→ **Página**
■ ■ ■ ■ ■
Inaugurada em Maio pela Associação para a Valorização Ambiental da Alta de Lisboa (AVAAL), a horta tem como objectivo “garantir que cidadãos com menor mobilidade possam ter acesso às mesmas actividades que os [cidadãos] com mobilidade normal”. “Quer seja para os cidadãos sem dificuldades de mobilidade, quer seja para os cidadãos com mais dificuldade de mobilidade ou outras limitações, o gosto pela produção dos seus próprios alimentos, o gosto do contacto com as plantas e a terra, o gosto de sentir ligado ao ciclo da natureza são fundamentais”, defende Jorge Cancela, presidente da associação promotora do futuro Parque Agrícola da Alta de Lisboa, onde já se integra a horta acessível e que deverá estar terminado “em meados de 2013”. “Sempre quisemos que [o parque agrícola] fosse para todos”.
O terreno do parque agrícola, com cerca de 17 mil metros quadrados, situado na Quinta dos Cântaros, foi cedido pelo município à associação através de um protocolo assinado em Dezembro de 2011, por uma quantia simbólica anual de 427 euros. Por um período de seis anos, renovável, a AVAAL compromete-se a utilizá-lo para promover a sensibilização e educação ambiental, a dinamização social daquela comunidade e a produção alimentar.
Concebida para cidadãos portadores de deficiência física ou mental, a horta tem talhões elevados ao nível da cintura, de modo a puder ser trabalhada tanto em pé como por pessoas em cadeiras de rodas. Além disso, os canteiros têm uma largura estreita, que não ultrapassa “o tamanho dos braços” e permite “trabalhar lateralmente” a terra, explica Jorge Cancela. Já os corredores são largos, onde cabem duas cadeiras de rodas lado a lado, e há guias no chão para auxiliar os invisuais. Numa ponta existem ainda canteiros mais baixos, para as crianças.
■ ■ ■ ■ ■
→ **Tarefas**
1. No texto sobre a horta acessível, qual é a quantia simbólica anual pela qual o terreno foi cedido à AVAAL?
2. Extrai dos registos todas as linhas em que aparece a palavra "white".
O texto e os registos provêm de fontes distintas.
■ ■ ■ ■ ■
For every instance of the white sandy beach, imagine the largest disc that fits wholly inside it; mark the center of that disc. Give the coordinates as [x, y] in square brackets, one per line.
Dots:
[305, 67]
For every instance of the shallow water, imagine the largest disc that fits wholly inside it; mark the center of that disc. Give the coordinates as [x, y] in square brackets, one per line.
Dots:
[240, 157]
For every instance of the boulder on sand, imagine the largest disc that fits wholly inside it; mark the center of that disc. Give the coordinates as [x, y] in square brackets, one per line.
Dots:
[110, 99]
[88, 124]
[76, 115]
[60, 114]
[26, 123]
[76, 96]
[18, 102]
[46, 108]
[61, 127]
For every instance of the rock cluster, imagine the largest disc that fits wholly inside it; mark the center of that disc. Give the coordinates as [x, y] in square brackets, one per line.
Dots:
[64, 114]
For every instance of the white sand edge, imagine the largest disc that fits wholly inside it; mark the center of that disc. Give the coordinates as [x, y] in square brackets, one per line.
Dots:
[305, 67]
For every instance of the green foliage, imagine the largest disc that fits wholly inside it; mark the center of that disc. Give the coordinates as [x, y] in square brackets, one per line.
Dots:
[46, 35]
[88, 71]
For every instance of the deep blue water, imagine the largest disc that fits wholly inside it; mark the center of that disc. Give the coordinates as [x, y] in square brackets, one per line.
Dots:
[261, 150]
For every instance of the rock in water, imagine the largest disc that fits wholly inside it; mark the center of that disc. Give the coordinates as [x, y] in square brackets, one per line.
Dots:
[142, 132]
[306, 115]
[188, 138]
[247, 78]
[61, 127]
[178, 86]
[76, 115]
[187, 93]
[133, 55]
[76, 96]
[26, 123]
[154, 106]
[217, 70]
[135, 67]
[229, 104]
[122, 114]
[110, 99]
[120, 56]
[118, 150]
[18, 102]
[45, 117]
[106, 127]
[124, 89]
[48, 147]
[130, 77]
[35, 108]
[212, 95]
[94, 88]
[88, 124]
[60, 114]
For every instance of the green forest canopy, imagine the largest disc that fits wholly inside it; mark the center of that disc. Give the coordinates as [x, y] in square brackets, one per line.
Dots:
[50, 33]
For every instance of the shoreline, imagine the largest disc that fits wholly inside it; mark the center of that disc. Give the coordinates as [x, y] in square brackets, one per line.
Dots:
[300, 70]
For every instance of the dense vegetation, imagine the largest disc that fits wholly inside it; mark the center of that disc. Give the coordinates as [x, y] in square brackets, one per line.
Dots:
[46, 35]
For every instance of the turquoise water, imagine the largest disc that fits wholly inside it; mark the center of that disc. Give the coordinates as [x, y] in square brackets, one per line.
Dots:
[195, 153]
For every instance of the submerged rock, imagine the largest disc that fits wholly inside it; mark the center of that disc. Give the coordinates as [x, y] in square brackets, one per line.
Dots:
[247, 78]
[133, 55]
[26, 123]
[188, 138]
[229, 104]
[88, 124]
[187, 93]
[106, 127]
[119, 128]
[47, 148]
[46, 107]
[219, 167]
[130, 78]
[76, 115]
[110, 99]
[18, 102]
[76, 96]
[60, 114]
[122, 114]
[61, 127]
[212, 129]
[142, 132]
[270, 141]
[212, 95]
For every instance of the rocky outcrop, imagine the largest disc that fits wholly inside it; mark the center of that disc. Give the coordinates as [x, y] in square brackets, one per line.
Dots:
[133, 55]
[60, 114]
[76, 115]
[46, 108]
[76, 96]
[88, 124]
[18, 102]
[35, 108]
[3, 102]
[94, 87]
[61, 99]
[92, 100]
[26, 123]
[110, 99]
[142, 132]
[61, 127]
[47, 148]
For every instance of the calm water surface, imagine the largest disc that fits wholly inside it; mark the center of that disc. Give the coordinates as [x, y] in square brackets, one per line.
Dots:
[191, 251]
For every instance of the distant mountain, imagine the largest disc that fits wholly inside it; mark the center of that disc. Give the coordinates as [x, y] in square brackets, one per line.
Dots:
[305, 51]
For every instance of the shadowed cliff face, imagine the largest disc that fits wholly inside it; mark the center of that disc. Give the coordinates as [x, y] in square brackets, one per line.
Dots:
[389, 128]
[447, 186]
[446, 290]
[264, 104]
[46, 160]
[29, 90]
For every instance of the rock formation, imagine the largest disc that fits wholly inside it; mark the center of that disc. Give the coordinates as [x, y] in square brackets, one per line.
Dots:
■ ■ ■ ■ ■
→ **Soluções**
1. 427 euros.

2.
For every instance of the white sandy beach, imagine the largest disc that fits wholly inside it; mark the center of that disc. Give the coordinates as [x, y] in square brackets, one per line.
For every instance of the white sand edge, imagine the largest disc that fits wholly inside it; mark the center of that disc. Give the coordinates as [x, y] in square brackets, one per line.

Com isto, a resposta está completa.